Work to complete: Rewrite everything from the start of the data down to the line containing "positive clicks: (174, 31)", changing "rough mask" to "coarse mask" and keeping all else as it is.

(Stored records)
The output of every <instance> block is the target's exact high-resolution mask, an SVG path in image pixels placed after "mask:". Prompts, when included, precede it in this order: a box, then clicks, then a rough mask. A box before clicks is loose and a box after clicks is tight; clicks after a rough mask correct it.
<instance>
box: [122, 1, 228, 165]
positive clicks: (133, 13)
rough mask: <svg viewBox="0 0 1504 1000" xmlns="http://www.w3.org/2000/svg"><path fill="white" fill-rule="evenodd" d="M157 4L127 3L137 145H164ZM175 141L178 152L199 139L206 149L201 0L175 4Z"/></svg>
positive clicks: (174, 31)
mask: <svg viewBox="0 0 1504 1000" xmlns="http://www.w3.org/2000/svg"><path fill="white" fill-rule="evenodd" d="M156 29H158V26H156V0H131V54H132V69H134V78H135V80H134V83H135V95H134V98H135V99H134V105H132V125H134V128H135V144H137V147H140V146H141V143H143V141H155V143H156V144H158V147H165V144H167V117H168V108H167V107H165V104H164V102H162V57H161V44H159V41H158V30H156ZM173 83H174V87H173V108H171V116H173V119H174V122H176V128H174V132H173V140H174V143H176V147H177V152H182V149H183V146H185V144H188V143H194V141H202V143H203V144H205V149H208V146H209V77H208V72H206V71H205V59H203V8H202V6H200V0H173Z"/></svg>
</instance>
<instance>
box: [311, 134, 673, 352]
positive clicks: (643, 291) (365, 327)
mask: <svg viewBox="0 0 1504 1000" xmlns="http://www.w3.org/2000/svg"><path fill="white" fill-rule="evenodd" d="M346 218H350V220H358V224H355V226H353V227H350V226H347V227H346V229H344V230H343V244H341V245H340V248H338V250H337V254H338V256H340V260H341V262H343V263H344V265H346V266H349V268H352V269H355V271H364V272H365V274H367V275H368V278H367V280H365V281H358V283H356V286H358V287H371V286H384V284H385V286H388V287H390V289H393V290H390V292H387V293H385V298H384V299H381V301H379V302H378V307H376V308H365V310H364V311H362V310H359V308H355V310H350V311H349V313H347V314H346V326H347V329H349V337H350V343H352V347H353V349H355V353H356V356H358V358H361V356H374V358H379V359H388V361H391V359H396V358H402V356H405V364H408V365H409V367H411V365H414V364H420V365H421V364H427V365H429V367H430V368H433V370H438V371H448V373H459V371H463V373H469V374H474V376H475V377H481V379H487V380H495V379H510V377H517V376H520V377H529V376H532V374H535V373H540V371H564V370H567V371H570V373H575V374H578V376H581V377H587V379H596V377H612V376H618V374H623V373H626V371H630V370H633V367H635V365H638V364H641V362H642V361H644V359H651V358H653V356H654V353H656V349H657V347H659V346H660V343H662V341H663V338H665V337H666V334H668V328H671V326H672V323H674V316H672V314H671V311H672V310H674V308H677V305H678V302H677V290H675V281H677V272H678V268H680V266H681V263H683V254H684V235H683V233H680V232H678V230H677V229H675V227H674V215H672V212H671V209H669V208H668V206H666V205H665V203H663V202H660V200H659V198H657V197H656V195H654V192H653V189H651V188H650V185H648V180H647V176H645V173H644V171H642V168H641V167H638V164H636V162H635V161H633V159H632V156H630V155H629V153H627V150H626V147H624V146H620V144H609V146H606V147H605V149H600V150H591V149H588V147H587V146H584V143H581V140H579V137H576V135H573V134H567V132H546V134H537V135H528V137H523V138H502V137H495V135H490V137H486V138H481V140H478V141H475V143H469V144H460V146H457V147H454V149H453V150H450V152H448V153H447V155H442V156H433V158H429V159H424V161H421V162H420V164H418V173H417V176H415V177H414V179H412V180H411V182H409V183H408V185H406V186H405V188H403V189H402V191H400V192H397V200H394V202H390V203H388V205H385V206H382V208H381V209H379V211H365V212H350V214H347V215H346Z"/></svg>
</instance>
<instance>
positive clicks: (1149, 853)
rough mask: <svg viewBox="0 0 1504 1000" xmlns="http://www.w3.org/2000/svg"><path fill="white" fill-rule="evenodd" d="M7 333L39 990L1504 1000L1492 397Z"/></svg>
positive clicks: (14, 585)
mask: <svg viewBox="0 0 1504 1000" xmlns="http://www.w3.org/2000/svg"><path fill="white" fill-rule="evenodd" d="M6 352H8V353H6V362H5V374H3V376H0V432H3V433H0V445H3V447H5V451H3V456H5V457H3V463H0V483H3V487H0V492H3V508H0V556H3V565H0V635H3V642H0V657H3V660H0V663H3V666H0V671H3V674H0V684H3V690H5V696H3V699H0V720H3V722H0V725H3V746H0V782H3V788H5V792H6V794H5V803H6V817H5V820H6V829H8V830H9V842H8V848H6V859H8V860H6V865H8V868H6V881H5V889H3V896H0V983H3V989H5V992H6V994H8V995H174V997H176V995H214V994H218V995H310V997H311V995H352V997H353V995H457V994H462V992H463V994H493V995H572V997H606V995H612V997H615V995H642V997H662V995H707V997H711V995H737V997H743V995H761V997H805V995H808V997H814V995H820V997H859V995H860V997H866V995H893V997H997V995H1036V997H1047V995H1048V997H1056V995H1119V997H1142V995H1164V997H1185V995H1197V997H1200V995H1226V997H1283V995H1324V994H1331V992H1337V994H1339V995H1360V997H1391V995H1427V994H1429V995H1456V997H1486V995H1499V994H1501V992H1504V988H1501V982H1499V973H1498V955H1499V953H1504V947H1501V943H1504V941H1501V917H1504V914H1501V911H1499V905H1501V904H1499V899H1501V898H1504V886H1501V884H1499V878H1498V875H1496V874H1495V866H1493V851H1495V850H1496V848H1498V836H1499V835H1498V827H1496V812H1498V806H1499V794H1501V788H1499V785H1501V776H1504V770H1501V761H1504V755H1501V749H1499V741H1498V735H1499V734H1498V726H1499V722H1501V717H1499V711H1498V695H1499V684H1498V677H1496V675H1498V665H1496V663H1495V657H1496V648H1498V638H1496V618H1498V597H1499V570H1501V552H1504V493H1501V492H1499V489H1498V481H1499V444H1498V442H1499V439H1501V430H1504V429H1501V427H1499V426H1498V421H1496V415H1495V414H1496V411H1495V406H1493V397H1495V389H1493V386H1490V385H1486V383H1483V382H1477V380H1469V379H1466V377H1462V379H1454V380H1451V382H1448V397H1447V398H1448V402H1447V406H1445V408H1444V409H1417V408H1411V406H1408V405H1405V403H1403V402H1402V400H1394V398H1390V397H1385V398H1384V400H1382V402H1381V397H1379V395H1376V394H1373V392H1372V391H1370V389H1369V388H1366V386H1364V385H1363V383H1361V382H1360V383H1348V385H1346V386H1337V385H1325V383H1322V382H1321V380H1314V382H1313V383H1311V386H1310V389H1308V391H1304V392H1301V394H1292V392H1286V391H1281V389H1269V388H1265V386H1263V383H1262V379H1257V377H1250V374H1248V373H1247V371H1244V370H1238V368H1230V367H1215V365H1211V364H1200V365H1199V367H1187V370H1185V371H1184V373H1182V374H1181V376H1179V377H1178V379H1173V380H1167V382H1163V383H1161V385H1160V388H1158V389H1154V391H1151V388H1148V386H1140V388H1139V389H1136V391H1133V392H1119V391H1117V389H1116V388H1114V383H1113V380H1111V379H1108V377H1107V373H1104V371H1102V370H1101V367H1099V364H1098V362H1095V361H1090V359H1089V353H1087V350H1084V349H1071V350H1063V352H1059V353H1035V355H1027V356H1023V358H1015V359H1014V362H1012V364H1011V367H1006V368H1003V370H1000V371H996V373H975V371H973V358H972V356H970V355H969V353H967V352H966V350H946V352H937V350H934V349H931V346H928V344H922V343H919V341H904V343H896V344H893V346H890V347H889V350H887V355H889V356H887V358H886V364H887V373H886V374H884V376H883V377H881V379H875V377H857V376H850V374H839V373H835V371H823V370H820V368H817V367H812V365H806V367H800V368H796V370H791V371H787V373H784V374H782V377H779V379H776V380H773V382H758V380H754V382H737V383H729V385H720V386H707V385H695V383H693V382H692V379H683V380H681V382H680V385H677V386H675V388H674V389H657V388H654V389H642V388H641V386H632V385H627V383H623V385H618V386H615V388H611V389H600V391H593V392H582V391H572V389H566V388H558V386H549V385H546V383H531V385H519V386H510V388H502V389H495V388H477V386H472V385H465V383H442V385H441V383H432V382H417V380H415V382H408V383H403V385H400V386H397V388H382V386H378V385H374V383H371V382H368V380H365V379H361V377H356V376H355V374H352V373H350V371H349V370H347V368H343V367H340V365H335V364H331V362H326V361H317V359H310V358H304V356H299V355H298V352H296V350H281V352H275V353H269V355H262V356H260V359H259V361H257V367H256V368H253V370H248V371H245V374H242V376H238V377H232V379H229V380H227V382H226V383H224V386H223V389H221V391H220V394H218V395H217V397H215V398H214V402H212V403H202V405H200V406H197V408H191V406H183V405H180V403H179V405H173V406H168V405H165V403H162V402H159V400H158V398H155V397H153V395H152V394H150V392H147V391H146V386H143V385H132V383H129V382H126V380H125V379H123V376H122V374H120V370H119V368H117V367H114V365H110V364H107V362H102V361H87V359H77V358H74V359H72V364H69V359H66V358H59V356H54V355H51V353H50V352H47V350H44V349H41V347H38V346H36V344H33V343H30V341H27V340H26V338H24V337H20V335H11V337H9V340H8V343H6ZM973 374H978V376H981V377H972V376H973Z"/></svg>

Exercise answer:
The output of every <instance> block is the target's exact high-resolution mask, an SVG path in image pixels placed after "mask:". Prompts, when included, precede it in this order: a box, then clicks, then a coarse mask. A box before clicks is loose and a box after clicks is tight; clicks after a coarse mask correct it.
<instance>
box: [122, 1, 228, 165]
positive clicks: (133, 13)
coarse mask: <svg viewBox="0 0 1504 1000" xmlns="http://www.w3.org/2000/svg"><path fill="white" fill-rule="evenodd" d="M157 4L127 3L137 145H164ZM175 141L178 152L199 139L206 149L201 0L175 4Z"/></svg>
positive clicks: (174, 31)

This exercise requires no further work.